▸ **SET TASK 1**: Find every line in the listing below that contains the string "ymax", matching case exactly, and copy each of those lines.

▸ **GIVEN PASSAGE**:
══════════

Illustration: Alex Castro / The Verge

Twitter has quietly altered its Hateful Conduct Policy to remove long-standing protections for its transgender users, as spotted by the nonprofit organization Gay & Lesbian Alliance Against Defamation (GLAAD). In a section that prohibits attacking other users with “repeated slurs, tropes or other content that intends to dehumanize, degrade or reinforce negative or harmful stereotypes about a protected category,” Twitter removed a line that specifically includes the “targeted misgendering or deadnaming of transgender individuals.”

According to Wayback Machine, the inclusion of misgendering and deadnaming was removed on April 8th — the day after Twitter announced it had updated the policy to clarify how it defines targeted harassment. The company had initially adjusted the same policy back in 2018 to better clarify that its protections against abuse applied to misgendering and deadnaming. GLAAD describes the adjustments as “the latest example of just how unsafe the company is for users and advertisers alike.”

══════════

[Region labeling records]
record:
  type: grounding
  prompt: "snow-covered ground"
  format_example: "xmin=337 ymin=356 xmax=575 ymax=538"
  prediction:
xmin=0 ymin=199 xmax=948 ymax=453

══════════

▸ **SET TASK 2**: According to the Twitter policy article, why did Twitter adjust its Hateful Conduct Policy in 2018?

▸ **ANSWER 1**:
  format_example: "xmin=337 ymin=356 xmax=575 ymax=538"
xmin=0 ymin=199 xmax=948 ymax=453

▸ **ANSWER 2**: Twitter adjusted the policy in 2018 to better clarify that its protections against abuse applied to misgendering and deadnaming.